◆ Entries ◆
------------------------------------------------------------------------
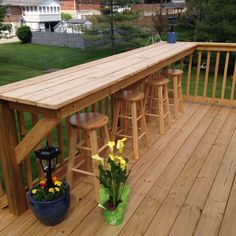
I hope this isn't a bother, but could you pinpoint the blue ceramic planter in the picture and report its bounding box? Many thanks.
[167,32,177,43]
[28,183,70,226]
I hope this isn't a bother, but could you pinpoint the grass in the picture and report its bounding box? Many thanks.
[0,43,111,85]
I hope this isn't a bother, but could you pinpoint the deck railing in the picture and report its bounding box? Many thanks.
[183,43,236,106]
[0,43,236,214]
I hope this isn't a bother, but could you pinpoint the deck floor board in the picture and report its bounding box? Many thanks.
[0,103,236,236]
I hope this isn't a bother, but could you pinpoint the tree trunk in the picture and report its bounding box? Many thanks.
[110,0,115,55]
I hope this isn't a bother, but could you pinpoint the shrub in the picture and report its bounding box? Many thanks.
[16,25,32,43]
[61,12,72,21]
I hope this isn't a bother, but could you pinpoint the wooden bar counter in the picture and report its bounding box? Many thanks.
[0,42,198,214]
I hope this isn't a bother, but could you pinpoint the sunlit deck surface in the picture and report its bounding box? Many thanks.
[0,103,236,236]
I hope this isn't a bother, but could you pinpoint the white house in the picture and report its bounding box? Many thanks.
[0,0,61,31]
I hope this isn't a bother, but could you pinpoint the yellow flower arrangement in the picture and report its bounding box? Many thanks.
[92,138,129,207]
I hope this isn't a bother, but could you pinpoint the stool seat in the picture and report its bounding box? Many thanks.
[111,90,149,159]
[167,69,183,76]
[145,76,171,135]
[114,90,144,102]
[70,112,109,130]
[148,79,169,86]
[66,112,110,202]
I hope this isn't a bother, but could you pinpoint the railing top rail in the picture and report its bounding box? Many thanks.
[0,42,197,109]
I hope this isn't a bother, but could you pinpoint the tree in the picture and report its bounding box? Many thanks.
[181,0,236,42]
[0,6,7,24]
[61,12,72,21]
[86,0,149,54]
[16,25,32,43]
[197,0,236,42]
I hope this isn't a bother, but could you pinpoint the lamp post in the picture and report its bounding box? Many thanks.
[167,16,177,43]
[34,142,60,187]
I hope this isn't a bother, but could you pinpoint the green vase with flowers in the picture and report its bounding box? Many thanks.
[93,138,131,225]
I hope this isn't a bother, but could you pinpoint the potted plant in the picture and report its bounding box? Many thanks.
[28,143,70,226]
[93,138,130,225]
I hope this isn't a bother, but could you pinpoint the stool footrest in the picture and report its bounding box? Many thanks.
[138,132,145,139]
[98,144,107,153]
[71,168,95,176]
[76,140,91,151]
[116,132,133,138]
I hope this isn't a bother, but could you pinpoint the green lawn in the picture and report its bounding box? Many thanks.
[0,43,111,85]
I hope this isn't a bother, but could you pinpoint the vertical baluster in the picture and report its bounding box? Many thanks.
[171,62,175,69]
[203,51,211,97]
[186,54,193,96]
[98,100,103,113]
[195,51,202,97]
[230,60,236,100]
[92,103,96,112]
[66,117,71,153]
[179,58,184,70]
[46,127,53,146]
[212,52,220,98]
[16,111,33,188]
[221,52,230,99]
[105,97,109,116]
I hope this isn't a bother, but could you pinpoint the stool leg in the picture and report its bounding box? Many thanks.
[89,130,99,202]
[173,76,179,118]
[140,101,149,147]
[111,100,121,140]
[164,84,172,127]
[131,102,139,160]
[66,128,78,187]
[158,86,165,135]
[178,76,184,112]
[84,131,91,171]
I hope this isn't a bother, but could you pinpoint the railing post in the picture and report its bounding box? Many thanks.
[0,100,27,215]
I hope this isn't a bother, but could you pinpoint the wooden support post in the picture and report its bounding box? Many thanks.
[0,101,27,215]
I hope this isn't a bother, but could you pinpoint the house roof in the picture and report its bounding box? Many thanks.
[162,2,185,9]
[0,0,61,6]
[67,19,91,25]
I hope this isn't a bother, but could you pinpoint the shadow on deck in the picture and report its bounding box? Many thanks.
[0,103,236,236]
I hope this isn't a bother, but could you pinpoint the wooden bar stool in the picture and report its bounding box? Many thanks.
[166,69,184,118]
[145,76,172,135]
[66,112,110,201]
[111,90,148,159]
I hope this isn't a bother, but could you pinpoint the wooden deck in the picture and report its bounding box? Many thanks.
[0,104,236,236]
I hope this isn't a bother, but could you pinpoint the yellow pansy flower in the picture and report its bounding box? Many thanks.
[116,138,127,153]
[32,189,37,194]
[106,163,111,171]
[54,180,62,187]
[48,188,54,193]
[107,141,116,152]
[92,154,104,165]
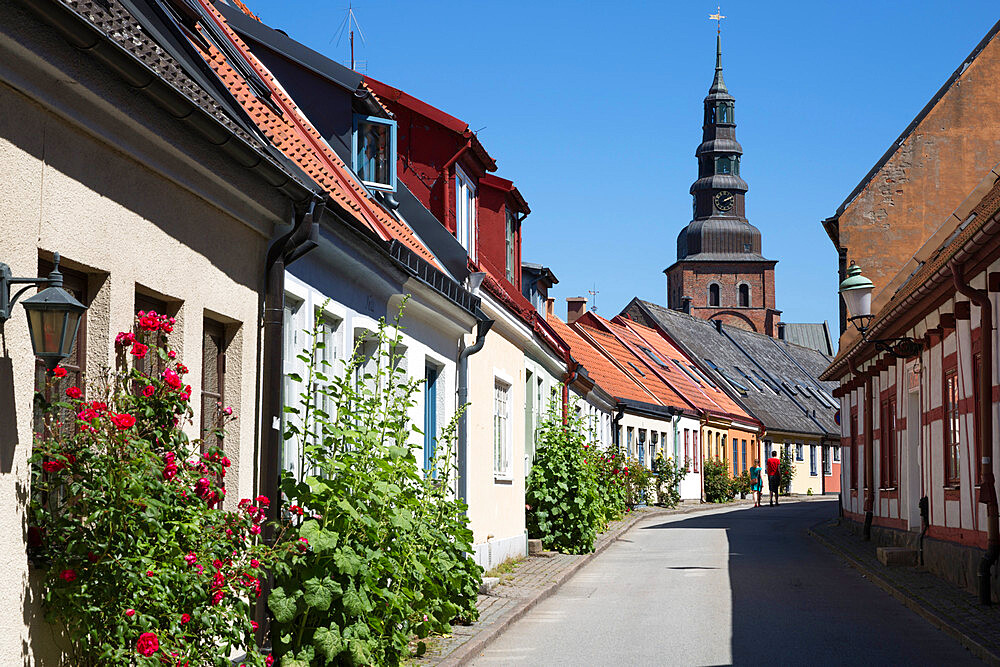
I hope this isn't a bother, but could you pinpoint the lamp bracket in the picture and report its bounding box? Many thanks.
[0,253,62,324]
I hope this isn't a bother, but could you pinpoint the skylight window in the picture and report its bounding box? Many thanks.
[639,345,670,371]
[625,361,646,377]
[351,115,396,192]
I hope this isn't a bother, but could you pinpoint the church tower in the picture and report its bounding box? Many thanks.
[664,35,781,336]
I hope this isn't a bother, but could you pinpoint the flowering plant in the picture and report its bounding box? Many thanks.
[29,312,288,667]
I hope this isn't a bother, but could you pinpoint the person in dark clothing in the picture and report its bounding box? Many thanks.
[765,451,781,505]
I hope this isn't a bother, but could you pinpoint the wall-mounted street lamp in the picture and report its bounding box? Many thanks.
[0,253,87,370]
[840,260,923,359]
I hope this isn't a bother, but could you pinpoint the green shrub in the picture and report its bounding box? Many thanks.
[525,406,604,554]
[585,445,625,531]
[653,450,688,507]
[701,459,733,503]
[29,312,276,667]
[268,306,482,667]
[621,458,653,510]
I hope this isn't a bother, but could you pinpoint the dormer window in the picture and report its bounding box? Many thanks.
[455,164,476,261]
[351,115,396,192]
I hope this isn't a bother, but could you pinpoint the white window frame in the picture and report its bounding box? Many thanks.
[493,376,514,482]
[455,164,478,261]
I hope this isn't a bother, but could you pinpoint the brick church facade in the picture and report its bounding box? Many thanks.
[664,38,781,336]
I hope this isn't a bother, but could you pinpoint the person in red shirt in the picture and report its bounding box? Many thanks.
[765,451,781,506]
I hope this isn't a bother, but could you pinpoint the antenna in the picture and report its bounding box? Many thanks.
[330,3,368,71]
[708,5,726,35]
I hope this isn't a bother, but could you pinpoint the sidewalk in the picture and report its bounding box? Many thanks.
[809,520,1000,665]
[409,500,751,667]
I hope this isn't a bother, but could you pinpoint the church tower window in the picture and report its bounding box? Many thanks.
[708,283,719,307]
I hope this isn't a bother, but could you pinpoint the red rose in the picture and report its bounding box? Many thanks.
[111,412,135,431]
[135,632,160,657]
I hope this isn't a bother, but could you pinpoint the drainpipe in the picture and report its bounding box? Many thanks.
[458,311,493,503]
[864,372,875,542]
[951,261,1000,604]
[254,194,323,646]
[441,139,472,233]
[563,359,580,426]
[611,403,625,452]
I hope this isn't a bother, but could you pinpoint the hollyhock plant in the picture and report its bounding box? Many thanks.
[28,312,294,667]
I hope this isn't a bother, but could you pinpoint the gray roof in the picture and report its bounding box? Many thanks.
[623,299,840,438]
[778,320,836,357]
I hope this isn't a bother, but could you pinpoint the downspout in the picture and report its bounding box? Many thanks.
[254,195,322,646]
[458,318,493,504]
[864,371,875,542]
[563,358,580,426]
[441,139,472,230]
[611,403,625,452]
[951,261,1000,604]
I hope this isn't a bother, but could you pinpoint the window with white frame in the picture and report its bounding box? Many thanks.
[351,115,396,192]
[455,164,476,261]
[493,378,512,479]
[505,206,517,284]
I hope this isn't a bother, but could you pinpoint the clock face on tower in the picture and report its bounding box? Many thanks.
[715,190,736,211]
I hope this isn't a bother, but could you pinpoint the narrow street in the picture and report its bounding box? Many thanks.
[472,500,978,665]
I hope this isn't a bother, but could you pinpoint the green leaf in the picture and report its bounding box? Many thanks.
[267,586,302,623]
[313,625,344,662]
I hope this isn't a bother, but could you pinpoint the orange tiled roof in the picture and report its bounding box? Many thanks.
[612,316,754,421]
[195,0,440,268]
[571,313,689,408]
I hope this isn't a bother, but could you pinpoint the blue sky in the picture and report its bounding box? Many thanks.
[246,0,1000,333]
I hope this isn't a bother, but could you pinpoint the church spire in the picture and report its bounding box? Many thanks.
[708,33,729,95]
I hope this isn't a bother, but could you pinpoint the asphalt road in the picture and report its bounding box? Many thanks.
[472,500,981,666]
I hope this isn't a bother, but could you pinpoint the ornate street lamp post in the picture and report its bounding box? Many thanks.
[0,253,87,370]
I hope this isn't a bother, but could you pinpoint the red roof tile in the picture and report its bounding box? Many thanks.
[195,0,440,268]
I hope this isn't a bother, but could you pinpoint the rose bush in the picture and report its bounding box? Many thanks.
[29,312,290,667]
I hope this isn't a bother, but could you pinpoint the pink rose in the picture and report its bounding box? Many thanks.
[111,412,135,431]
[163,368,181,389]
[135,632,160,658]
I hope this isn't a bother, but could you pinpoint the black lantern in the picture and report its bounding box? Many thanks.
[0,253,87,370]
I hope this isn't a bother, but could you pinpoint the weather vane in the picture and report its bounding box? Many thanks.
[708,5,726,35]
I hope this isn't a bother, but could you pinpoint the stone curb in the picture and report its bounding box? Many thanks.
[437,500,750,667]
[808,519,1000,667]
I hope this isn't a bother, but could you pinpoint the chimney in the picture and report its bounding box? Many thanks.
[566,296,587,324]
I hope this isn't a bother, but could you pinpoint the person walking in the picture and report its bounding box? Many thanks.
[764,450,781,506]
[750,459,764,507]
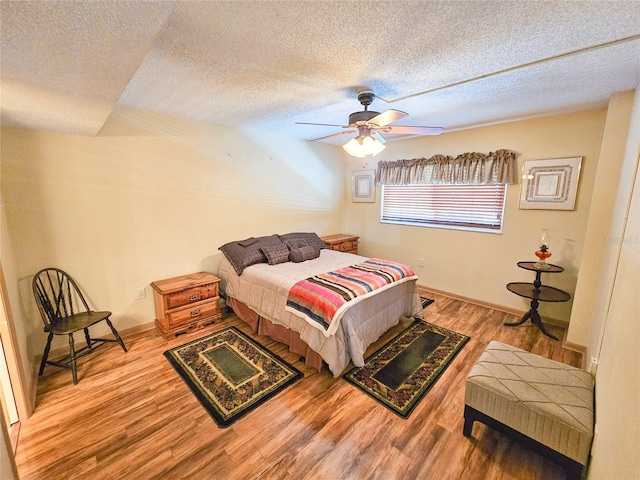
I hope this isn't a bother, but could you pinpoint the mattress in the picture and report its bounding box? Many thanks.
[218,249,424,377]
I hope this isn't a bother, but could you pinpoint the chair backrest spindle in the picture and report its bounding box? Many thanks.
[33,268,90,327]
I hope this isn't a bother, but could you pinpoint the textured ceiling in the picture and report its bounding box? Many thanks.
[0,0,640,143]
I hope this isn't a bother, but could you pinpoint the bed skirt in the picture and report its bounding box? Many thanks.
------------------------------------------------------------------------
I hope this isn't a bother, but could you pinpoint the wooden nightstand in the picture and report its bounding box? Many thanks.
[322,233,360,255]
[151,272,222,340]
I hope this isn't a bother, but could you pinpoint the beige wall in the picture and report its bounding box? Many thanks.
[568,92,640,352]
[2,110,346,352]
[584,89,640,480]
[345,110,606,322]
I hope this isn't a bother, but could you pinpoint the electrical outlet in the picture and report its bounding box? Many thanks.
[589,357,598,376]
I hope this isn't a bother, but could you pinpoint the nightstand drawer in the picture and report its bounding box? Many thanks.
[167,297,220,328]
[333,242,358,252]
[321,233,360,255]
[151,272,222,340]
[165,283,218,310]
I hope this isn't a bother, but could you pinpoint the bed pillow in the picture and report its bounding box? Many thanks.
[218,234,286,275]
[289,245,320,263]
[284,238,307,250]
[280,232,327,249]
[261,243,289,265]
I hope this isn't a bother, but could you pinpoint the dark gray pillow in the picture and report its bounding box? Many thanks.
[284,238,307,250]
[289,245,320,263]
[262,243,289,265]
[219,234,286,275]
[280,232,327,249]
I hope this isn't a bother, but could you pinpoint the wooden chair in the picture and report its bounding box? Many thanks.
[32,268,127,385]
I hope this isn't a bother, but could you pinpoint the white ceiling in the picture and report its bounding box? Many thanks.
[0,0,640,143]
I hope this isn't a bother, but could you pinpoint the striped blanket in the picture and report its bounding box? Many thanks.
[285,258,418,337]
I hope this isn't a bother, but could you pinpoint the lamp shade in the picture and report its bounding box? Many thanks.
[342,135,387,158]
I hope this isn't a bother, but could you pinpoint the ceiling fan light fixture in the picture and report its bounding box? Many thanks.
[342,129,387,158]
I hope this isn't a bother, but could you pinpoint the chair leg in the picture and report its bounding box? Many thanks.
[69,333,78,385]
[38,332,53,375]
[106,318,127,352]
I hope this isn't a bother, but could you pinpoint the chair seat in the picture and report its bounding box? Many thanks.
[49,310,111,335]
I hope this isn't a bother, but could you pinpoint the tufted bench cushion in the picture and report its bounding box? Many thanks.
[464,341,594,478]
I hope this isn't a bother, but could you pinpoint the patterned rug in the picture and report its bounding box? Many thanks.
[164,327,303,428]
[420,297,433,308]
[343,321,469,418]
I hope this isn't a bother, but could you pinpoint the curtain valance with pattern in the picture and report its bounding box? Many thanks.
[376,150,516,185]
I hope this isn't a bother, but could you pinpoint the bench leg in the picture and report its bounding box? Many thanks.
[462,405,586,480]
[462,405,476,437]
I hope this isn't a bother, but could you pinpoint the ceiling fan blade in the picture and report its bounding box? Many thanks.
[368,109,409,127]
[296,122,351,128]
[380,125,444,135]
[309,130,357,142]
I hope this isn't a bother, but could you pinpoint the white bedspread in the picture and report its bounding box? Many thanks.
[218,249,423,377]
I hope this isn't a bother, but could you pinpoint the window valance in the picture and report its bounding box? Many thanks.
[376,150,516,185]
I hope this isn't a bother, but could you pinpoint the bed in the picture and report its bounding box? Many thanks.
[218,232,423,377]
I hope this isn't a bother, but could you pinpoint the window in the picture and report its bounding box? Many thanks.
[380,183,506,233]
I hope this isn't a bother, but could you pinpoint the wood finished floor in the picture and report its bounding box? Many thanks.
------------------------------------------------------------------------
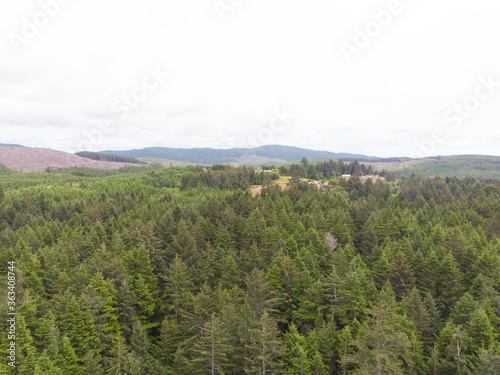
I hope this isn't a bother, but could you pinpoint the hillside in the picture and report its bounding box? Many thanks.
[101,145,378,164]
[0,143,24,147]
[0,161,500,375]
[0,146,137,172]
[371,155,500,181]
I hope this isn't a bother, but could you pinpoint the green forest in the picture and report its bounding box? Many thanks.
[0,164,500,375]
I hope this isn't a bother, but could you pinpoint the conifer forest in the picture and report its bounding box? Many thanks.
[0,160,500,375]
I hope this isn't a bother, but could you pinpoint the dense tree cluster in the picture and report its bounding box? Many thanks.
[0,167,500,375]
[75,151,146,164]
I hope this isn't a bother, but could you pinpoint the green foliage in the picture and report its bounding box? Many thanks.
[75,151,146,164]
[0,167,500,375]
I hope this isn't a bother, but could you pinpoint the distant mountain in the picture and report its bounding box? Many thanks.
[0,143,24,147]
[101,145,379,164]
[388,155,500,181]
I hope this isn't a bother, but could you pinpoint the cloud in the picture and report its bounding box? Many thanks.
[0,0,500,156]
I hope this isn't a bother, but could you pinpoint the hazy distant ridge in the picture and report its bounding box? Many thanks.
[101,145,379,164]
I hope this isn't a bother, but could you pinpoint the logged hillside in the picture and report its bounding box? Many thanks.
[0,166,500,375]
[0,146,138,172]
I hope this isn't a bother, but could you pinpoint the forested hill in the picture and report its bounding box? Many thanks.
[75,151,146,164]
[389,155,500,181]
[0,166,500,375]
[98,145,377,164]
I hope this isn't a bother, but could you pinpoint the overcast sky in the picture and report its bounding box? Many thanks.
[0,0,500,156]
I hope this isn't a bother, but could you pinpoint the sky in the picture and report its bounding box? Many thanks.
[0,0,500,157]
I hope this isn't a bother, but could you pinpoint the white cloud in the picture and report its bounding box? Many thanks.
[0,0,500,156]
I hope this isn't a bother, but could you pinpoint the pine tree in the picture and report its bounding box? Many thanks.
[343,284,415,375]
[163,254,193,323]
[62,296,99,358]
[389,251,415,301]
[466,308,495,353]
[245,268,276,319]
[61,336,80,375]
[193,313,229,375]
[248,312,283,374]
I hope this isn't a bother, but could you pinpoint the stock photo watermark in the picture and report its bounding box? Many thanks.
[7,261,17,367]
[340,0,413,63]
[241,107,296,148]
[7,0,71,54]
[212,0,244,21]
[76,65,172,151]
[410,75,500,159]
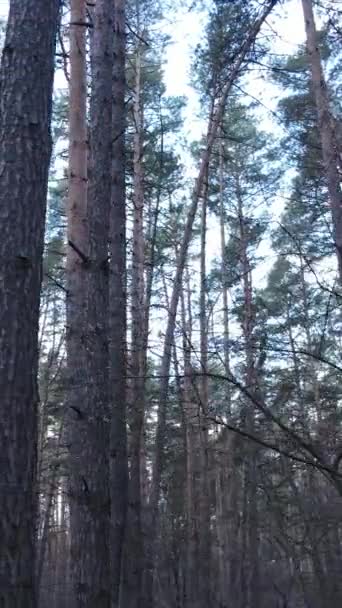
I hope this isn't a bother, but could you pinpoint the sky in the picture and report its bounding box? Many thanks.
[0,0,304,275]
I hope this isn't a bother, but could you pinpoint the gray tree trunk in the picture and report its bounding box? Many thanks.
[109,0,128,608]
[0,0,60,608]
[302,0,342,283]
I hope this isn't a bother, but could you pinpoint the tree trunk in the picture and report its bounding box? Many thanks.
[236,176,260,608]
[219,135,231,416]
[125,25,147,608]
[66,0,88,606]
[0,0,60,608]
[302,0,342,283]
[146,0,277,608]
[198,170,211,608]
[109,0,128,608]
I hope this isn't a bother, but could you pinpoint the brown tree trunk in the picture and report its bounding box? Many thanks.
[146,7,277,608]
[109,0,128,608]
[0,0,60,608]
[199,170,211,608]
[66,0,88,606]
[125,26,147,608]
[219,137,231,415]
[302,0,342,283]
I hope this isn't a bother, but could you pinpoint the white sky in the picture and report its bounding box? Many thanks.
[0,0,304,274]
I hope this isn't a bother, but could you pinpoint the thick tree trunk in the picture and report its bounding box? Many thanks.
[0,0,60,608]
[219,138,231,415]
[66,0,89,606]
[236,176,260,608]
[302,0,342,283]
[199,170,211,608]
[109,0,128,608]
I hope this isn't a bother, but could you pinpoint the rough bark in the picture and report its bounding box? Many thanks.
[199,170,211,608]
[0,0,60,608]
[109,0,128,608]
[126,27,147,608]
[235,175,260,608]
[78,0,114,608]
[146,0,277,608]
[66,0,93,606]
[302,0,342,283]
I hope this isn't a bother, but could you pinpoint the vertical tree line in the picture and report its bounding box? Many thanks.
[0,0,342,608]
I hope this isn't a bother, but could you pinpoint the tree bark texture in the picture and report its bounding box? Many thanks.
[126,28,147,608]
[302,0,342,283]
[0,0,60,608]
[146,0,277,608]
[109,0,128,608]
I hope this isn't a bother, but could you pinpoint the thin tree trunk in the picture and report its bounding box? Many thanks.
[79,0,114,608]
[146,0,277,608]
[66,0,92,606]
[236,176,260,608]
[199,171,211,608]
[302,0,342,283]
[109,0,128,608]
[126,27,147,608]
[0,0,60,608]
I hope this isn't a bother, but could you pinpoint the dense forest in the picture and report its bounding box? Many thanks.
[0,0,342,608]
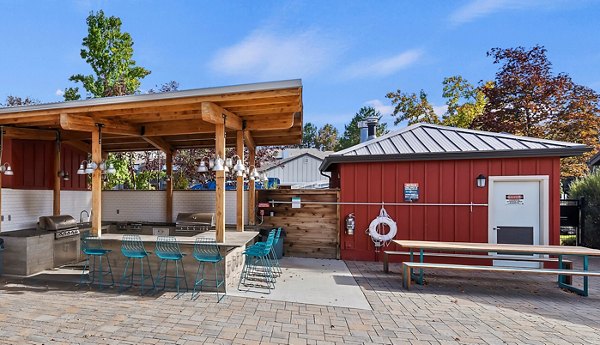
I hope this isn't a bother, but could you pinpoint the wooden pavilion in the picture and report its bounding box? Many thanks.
------------------------------------------------------------------------
◆ Goal ◆
Reproduce the listing from the line with "the green vase" up to and including the line with "[93,138,130,225]", keeping the requests unchanged. Multiply every bounding-box coordinate by 0.7 and round to whole numbers, with halves rounding up, and output only those lines.

◆ Written answer ◆
I hope this isn't a bother, but could you pinpoint the green vase with flowers in the picture and report its bounding box? Many thanks.
[65,97,92,158]
I hope this isn't a bother, but could you pinpoint the potted plant in the picture and report its bounding box? Many thanks.
[20,100,49,158]
[65,97,91,158]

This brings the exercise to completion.